WRITTEN TASK:
Scan the records for the line containing "the distant hillside"; extract it and all later lines, verbatim, through the end, and nothing before it.

SUPPLIED DATA:
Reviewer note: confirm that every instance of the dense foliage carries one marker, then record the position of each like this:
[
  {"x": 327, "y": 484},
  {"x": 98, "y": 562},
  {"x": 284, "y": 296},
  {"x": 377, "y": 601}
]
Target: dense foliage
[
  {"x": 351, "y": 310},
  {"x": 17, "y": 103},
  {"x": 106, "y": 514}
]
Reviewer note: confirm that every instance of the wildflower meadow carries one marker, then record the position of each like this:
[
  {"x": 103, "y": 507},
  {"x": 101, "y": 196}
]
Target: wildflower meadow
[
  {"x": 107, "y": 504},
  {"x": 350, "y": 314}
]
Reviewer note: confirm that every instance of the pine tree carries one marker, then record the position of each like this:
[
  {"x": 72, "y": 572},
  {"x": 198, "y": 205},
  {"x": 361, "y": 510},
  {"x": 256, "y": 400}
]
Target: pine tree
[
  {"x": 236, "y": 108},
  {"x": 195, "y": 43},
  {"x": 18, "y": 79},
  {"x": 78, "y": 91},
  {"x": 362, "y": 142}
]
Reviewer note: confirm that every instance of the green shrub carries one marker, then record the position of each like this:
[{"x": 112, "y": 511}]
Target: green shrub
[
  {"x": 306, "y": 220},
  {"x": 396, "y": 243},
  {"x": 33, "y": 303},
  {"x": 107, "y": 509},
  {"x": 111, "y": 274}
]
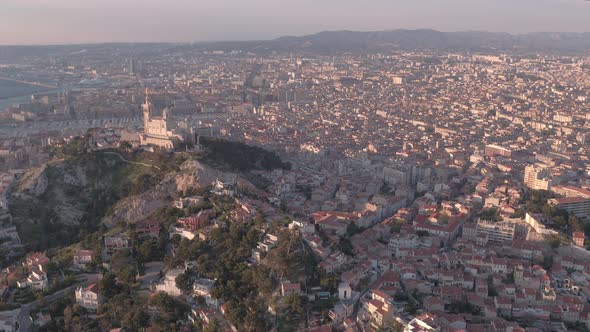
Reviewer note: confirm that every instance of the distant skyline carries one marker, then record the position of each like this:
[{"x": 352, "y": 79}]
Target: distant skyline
[{"x": 26, "y": 22}]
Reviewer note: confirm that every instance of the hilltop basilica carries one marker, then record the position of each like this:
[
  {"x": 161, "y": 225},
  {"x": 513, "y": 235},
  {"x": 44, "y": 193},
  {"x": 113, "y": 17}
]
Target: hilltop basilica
[{"x": 155, "y": 129}]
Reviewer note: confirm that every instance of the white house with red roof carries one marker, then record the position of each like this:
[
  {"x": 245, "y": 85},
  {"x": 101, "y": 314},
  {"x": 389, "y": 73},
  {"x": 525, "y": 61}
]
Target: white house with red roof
[{"x": 89, "y": 297}]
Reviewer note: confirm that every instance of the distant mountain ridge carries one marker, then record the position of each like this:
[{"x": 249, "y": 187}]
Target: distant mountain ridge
[
  {"x": 345, "y": 41},
  {"x": 426, "y": 39}
]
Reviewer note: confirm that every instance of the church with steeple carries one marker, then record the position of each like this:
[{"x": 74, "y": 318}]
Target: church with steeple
[{"x": 155, "y": 129}]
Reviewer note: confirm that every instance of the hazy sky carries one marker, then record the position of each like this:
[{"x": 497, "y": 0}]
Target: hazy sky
[{"x": 85, "y": 21}]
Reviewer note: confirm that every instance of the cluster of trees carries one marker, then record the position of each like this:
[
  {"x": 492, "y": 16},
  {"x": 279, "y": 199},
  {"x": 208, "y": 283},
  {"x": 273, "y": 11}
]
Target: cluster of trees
[{"x": 240, "y": 156}]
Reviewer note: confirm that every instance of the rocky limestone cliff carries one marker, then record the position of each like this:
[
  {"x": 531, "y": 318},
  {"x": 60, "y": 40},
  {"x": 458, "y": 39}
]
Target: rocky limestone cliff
[{"x": 192, "y": 174}]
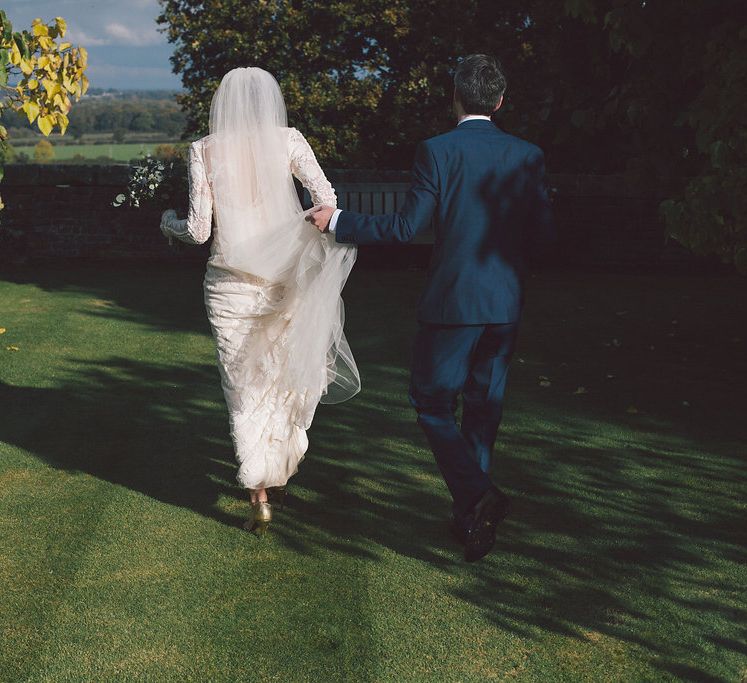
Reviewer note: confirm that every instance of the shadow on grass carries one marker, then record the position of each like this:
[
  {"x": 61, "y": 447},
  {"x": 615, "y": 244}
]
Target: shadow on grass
[{"x": 623, "y": 529}]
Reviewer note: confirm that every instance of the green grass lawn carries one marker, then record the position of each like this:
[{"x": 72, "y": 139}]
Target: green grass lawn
[
  {"x": 119, "y": 152},
  {"x": 122, "y": 556}
]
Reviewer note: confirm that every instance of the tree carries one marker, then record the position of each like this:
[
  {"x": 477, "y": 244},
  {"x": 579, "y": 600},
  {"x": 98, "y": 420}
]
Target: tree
[
  {"x": 43, "y": 151},
  {"x": 47, "y": 74},
  {"x": 683, "y": 93},
  {"x": 652, "y": 88}
]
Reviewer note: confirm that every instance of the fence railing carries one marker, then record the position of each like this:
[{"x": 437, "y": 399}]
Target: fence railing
[{"x": 374, "y": 198}]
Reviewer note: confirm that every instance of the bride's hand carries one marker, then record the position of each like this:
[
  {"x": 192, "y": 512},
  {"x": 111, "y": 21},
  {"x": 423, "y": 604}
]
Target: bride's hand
[{"x": 320, "y": 217}]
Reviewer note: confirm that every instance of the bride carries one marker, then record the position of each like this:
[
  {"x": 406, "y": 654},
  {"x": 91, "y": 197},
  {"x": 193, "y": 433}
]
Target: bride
[{"x": 272, "y": 284}]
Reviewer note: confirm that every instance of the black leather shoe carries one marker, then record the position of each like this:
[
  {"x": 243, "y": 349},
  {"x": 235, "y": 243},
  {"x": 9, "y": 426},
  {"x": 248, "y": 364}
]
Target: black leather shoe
[
  {"x": 488, "y": 512},
  {"x": 458, "y": 532}
]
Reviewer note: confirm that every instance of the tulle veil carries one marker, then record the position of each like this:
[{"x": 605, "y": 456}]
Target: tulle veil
[{"x": 261, "y": 231}]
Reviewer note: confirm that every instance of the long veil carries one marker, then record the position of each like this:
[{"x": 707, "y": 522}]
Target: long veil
[{"x": 261, "y": 231}]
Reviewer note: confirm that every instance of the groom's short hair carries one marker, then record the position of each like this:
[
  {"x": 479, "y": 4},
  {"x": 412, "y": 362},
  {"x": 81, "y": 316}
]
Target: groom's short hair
[{"x": 479, "y": 84}]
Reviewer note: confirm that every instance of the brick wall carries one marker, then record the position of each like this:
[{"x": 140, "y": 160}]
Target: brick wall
[{"x": 64, "y": 211}]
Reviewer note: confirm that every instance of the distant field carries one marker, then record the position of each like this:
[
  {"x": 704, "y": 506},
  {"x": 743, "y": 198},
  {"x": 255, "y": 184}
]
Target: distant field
[{"x": 118, "y": 152}]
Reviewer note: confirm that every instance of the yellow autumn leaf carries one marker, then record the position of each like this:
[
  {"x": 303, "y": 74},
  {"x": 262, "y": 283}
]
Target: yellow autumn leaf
[
  {"x": 52, "y": 87},
  {"x": 40, "y": 29},
  {"x": 31, "y": 109},
  {"x": 15, "y": 54},
  {"x": 46, "y": 123}
]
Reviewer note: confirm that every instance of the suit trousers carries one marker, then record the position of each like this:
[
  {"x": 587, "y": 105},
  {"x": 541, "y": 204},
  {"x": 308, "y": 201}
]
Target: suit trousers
[{"x": 471, "y": 361}]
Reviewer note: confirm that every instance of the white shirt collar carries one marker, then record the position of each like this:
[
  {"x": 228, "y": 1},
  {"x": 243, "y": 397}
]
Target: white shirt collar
[{"x": 472, "y": 117}]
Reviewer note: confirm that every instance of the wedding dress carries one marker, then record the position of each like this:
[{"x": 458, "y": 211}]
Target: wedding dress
[{"x": 272, "y": 283}]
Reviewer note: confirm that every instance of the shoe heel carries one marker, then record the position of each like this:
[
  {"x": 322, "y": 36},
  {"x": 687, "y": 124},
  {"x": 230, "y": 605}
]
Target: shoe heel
[{"x": 262, "y": 518}]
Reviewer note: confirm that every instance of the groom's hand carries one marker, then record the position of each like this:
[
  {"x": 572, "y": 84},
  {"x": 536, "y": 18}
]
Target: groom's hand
[{"x": 320, "y": 217}]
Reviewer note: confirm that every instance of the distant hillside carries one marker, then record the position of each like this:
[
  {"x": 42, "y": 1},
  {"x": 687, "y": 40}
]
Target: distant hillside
[{"x": 118, "y": 115}]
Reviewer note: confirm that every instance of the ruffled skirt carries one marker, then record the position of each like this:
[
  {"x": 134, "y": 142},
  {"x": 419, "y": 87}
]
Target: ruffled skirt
[{"x": 249, "y": 325}]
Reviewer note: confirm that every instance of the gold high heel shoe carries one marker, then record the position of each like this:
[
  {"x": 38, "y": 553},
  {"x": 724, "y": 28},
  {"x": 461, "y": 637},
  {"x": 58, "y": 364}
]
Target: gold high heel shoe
[
  {"x": 276, "y": 495},
  {"x": 261, "y": 518}
]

SOLUTION FOR THIS EXERCISE:
Reviewer note: confirm that every instance of the distant hillside carries one marker, then record the position of each like this:
[
  {"x": 42, "y": 1},
  {"x": 687, "y": 40}
]
Target: distant hillside
[{"x": 118, "y": 115}]
Reviewer note: confirm that every instance of the ruffled skirt carries one marker, then record the position of each like this:
[
  {"x": 134, "y": 142},
  {"x": 419, "y": 87}
]
Target: ruffled skirt
[{"x": 249, "y": 325}]
Reviewer note: confirm that every instance of the gold high heel shoe carries one marker, then record the position of each like this:
[
  {"x": 38, "y": 553},
  {"x": 724, "y": 28},
  {"x": 461, "y": 637},
  {"x": 58, "y": 364}
]
Target: gold high heel shoe
[
  {"x": 276, "y": 495},
  {"x": 261, "y": 518}
]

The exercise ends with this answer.